**** WORKING DATA

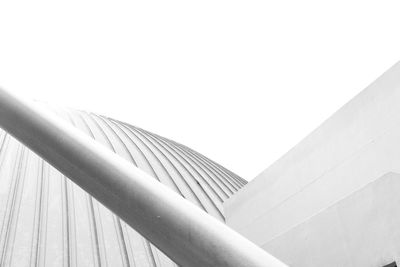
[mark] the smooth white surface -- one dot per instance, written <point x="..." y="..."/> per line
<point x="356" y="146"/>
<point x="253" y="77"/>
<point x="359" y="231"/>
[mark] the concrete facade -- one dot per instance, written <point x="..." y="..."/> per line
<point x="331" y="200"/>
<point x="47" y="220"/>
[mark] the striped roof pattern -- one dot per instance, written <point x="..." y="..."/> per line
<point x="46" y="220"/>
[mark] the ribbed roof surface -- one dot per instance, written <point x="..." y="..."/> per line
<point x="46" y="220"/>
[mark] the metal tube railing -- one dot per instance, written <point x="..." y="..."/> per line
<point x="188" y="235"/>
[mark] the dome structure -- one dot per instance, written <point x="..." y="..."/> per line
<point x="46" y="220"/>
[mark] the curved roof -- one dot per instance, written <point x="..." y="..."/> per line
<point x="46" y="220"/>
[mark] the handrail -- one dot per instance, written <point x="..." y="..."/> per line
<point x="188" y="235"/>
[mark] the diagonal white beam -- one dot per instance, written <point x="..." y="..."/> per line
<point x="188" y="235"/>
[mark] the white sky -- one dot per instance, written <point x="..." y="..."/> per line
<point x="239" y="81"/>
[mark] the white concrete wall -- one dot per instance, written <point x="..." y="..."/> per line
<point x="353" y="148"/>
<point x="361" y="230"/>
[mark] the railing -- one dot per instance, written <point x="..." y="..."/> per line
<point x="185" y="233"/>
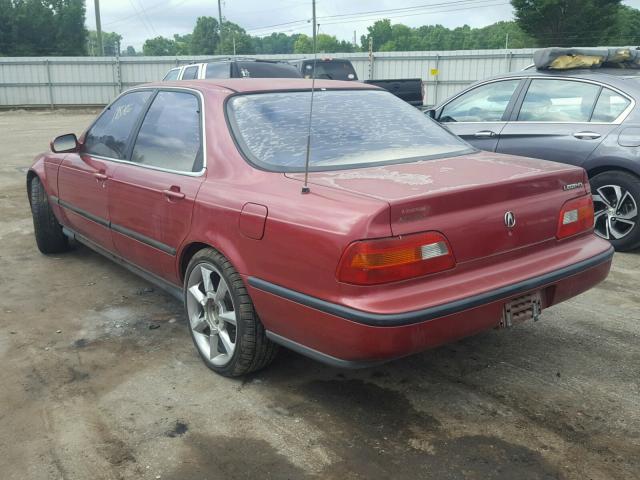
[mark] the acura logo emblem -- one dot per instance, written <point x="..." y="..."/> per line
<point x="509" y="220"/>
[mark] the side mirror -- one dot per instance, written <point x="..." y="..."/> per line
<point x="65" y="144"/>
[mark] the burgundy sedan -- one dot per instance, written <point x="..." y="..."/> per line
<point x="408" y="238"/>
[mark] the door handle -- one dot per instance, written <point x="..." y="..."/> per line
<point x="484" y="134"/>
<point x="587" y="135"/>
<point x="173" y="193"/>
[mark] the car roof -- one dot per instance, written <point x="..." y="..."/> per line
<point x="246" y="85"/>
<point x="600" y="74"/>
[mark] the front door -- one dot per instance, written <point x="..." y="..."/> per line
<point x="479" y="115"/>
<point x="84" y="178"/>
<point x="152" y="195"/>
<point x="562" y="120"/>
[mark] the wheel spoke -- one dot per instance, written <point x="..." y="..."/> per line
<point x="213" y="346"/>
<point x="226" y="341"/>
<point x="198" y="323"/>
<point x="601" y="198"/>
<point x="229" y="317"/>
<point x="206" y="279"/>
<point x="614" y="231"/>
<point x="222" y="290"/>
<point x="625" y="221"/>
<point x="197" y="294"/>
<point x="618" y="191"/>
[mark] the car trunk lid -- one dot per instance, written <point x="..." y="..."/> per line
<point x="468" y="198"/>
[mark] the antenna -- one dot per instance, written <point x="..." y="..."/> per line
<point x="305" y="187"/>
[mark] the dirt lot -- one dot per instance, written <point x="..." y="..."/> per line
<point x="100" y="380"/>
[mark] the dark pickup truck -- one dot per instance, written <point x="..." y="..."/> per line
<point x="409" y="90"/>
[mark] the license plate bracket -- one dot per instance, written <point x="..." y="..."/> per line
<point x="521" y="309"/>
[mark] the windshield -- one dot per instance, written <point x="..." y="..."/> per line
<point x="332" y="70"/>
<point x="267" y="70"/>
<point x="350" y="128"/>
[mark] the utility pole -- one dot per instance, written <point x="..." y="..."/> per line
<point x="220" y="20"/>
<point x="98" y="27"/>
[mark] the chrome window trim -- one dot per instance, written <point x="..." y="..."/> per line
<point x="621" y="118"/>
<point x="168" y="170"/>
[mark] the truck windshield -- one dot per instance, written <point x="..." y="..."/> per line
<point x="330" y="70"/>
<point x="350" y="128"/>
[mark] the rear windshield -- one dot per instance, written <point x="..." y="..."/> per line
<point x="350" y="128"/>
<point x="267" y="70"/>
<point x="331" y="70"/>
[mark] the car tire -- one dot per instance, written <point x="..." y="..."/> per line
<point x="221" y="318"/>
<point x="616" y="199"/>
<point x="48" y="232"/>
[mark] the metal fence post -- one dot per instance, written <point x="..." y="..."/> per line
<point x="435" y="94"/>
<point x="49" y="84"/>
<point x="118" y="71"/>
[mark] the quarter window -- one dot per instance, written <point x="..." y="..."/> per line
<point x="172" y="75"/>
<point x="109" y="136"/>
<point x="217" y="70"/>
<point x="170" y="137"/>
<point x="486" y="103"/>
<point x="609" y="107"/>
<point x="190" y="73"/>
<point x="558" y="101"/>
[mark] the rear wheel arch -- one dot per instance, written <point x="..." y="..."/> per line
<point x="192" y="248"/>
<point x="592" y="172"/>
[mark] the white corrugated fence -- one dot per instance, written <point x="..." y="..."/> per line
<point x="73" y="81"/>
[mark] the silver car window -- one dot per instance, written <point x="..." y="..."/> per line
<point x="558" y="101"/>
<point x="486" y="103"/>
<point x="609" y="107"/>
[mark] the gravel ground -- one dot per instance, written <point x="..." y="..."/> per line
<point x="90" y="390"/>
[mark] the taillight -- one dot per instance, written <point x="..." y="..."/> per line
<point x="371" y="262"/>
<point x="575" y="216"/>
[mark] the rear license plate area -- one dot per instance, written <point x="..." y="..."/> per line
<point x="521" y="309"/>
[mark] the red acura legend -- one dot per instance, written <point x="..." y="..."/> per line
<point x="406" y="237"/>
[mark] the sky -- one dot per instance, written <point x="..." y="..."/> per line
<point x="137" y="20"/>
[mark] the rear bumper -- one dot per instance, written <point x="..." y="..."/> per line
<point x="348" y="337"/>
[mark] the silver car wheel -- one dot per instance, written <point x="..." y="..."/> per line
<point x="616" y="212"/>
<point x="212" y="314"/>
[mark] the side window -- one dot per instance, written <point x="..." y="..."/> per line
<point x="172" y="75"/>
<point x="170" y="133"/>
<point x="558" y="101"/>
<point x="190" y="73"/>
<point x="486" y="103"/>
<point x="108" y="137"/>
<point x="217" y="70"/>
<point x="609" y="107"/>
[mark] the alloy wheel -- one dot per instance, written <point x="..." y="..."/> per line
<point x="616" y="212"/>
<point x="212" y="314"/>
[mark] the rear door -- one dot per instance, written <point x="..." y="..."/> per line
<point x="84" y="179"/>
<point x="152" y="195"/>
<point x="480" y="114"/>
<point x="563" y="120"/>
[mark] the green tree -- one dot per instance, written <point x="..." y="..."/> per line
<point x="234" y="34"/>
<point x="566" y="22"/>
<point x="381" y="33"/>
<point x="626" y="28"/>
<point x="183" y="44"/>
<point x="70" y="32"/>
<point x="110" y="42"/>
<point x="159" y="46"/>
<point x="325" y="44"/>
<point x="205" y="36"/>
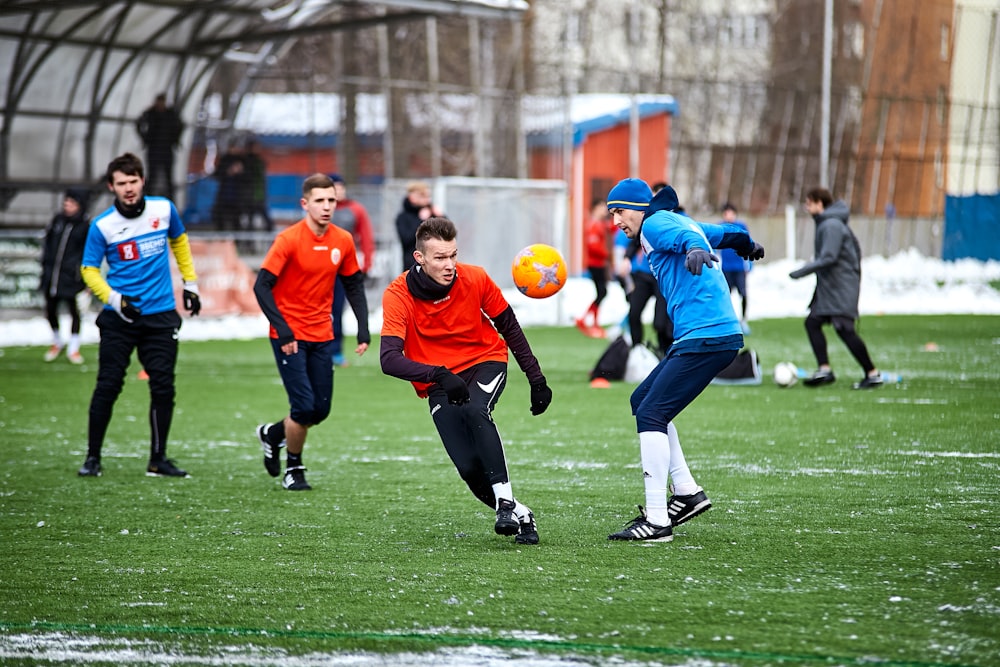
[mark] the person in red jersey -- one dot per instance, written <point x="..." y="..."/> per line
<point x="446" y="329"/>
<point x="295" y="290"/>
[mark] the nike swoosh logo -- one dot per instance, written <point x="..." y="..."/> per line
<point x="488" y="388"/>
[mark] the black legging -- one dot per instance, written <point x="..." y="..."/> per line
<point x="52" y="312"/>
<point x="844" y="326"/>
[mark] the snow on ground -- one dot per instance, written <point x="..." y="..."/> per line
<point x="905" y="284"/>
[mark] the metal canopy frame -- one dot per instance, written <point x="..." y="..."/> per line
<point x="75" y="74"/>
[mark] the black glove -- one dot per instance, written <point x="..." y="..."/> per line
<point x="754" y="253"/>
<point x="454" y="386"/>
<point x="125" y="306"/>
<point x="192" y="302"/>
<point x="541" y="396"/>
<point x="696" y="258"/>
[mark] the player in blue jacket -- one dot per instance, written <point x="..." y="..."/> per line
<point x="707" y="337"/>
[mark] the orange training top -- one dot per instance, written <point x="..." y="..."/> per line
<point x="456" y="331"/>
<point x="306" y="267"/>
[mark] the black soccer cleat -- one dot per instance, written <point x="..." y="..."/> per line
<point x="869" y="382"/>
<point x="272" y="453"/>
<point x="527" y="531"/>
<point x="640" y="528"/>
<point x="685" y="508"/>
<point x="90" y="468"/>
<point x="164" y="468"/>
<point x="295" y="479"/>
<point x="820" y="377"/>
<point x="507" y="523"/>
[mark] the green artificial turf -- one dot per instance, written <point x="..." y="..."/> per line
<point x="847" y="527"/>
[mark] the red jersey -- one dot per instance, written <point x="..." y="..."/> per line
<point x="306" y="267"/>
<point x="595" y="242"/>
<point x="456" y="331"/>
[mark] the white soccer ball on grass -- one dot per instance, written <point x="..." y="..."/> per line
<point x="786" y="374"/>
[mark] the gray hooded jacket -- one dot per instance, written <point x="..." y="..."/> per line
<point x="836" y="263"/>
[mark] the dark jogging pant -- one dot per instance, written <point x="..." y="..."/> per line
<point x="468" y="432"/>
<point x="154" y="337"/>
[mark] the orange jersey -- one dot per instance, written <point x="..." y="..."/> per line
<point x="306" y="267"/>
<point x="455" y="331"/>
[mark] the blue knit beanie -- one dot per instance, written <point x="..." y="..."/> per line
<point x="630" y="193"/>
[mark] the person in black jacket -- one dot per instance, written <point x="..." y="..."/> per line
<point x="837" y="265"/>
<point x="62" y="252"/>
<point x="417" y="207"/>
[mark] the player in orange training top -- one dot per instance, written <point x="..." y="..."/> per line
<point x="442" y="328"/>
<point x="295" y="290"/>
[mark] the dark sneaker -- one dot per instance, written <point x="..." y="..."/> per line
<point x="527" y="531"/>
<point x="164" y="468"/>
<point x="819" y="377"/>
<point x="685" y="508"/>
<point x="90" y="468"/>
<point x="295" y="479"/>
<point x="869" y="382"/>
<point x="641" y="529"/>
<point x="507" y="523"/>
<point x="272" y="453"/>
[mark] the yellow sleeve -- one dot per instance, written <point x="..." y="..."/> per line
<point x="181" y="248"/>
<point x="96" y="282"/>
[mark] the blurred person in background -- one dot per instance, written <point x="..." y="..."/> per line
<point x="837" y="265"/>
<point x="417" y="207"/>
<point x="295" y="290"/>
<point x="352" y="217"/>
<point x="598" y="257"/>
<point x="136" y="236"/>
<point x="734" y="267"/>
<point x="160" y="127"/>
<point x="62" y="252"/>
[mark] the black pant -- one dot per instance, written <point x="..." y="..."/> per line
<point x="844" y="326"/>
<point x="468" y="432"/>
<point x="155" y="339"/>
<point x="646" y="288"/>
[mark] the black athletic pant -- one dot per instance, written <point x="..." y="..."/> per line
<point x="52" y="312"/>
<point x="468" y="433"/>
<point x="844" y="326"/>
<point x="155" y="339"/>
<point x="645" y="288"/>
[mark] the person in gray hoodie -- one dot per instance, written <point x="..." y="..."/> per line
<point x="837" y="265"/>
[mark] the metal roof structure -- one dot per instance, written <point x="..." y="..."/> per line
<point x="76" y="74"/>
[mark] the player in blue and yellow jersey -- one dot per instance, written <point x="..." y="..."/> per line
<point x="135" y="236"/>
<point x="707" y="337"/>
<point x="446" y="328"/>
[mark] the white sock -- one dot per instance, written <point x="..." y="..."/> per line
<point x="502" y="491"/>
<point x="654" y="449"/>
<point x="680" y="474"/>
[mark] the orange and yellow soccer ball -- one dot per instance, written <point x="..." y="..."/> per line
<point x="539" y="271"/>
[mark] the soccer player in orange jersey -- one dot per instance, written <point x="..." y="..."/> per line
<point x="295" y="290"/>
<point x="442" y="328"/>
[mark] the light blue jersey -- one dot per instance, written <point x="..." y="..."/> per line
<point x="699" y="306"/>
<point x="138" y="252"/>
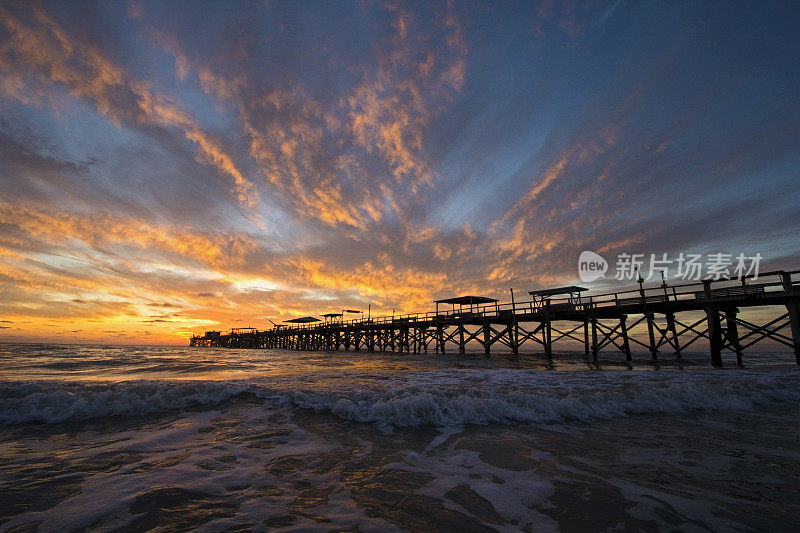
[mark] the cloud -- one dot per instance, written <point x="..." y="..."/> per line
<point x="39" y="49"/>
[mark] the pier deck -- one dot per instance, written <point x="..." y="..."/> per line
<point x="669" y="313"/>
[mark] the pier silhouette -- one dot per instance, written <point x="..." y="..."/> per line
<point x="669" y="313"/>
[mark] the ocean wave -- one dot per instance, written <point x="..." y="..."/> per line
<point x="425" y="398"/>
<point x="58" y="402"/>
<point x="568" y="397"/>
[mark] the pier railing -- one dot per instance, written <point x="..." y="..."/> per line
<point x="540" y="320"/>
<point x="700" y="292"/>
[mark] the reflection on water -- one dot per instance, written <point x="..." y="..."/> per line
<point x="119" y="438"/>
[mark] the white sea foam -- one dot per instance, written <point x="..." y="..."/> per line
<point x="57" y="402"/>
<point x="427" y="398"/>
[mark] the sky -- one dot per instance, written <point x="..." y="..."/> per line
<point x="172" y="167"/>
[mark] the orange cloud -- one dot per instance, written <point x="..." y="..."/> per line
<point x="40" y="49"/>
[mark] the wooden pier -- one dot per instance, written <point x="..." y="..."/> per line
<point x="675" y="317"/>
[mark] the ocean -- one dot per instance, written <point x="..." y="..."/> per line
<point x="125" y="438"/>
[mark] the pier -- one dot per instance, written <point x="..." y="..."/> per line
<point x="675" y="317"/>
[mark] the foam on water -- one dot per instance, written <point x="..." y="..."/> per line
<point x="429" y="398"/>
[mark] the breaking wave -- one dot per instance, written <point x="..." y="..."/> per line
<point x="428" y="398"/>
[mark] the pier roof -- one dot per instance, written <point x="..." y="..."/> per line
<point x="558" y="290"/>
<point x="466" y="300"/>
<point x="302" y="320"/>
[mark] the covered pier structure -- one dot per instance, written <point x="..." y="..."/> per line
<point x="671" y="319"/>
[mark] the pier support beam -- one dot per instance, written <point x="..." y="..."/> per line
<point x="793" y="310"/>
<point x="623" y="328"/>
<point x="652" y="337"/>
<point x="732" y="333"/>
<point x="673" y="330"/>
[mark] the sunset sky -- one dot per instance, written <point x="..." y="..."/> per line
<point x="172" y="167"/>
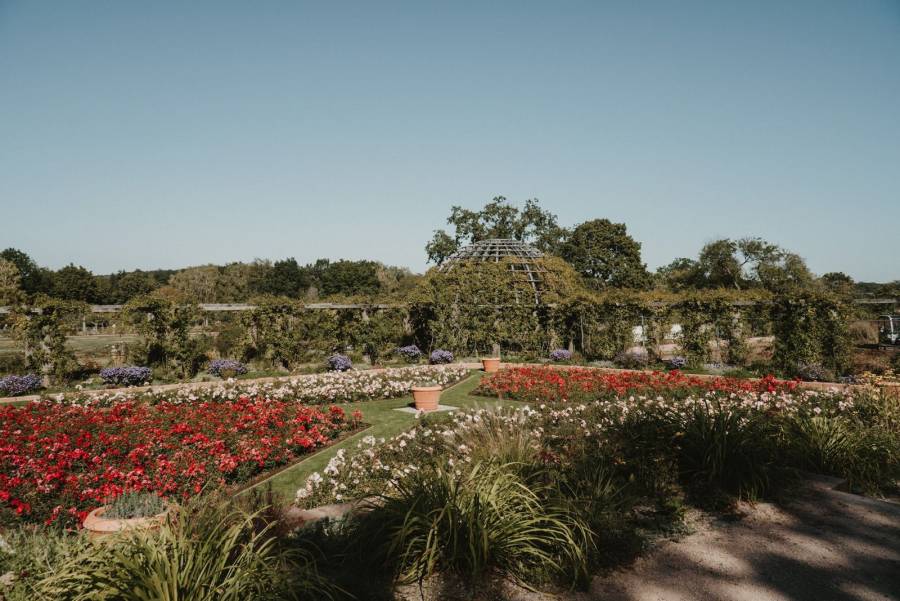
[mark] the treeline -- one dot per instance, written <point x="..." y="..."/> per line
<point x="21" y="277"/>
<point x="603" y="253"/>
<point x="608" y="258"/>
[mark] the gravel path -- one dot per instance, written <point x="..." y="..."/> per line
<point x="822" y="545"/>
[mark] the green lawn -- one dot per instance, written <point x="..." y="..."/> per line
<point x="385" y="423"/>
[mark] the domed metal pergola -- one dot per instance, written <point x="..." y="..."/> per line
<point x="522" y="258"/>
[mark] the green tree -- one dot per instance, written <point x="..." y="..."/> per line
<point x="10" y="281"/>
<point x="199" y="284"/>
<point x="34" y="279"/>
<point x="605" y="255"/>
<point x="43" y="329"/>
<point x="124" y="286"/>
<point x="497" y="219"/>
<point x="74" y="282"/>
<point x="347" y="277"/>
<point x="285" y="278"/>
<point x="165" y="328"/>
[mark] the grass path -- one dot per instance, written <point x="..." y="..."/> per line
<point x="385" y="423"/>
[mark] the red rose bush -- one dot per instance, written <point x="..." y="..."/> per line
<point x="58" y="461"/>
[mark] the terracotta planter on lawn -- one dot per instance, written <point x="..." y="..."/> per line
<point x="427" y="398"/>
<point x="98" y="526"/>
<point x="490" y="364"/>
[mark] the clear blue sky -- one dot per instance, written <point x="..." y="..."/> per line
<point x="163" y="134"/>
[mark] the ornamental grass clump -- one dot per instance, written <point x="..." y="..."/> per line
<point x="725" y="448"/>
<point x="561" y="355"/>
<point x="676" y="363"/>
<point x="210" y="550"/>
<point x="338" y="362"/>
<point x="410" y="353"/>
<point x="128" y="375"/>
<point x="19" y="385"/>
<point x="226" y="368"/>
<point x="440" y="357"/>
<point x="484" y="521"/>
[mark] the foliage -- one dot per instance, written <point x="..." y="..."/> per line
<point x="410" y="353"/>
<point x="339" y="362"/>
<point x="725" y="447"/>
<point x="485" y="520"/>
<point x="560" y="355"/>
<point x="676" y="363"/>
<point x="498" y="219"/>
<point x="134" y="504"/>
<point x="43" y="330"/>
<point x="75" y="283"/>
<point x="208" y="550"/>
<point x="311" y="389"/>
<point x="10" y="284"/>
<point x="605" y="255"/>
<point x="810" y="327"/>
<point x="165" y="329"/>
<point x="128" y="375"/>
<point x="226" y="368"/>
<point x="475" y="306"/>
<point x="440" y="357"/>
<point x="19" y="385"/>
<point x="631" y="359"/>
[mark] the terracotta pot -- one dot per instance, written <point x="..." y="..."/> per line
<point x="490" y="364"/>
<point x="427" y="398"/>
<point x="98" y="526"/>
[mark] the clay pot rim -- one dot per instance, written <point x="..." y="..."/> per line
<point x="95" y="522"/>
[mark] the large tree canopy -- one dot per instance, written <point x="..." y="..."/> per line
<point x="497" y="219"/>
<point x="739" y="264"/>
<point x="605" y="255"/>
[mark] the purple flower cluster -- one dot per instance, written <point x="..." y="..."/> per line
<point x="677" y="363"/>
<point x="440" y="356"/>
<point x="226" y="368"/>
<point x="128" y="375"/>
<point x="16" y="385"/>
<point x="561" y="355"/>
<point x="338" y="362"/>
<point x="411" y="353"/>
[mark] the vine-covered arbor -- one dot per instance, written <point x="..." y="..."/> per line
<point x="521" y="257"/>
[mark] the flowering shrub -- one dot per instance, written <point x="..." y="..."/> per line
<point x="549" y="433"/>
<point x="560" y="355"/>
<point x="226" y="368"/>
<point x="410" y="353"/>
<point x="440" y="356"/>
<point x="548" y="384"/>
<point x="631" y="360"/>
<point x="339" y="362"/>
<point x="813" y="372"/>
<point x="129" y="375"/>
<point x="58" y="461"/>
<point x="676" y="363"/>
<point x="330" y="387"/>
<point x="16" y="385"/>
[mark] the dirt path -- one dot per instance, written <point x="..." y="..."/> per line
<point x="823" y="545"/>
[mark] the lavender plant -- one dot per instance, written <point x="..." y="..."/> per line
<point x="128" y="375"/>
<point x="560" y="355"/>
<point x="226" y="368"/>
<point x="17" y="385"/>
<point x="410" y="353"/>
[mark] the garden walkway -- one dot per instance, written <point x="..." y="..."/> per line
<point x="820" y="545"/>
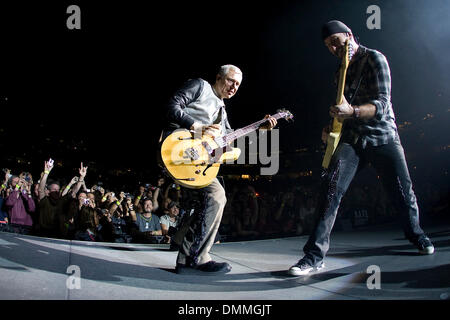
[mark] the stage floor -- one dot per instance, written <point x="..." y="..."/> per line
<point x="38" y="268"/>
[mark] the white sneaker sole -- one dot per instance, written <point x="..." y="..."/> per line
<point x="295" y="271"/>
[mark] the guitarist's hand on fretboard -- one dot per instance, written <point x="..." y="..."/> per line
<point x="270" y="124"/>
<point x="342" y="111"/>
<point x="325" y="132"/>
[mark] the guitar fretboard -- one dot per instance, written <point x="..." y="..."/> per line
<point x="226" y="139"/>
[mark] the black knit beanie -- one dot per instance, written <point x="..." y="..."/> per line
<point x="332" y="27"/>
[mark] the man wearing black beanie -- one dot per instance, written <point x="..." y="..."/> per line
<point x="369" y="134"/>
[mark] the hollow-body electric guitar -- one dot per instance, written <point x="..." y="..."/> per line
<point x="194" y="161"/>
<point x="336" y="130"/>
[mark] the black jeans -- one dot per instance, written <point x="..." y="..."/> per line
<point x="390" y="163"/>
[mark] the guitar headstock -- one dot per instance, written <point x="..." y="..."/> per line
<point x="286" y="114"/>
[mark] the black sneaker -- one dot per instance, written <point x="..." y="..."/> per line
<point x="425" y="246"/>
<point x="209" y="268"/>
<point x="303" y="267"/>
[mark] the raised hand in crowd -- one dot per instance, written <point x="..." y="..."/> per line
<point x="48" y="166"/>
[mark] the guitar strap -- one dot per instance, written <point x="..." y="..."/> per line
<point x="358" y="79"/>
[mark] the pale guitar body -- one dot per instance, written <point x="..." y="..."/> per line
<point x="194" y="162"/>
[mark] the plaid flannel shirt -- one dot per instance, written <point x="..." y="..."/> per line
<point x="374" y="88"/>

********

Render the stretch of the records from the line containing "[mark] the man" through the end of the records as a two-column CSV with the header "input" and "output", one row per record. Place each value in a single quoted field, replacing any line breaks with spaces.

input,output
"[mark] the man wearing black beanie -- one dot per instance, written <point x=""..."" y=""...""/> per line","<point x=""369"" y=""134""/>"
"[mark] the hollow-body electric guitar -- one dot per instance, written <point x=""..."" y=""...""/> per line","<point x=""194"" y=""161""/> <point x=""336"" y=""130""/>"
"[mark] the black jeans -- one dot per instance, written <point x=""..."" y=""...""/> per line","<point x=""390"" y=""163""/>"
"[mark] the guitar headstock -- one dot per instance, written <point x=""..."" y=""...""/> per line","<point x=""286"" y=""114""/>"
"[mark] the black sneaker -- one dot per instance, written <point x=""..."" y=""...""/> per line","<point x=""425"" y=""246""/> <point x=""209"" y=""268""/> <point x=""303"" y=""267""/>"
"[mark] the raised hand in crowd -- one dot per instance, written <point x=""..."" y=""...""/> per line","<point x=""48"" y=""166""/>"
"[mark] the guitar strap -- one dot per instance, written <point x=""..."" y=""...""/> per line","<point x=""358"" y=""79""/>"
"[mark] the pale guitar body -- one dot per instance, written <point x=""..."" y=""...""/> per line","<point x=""194"" y=""162""/>"
"[mark] the plaid flannel shirt -- one dot per instance, written <point x=""..."" y=""...""/> per line","<point x=""374"" y=""88""/>"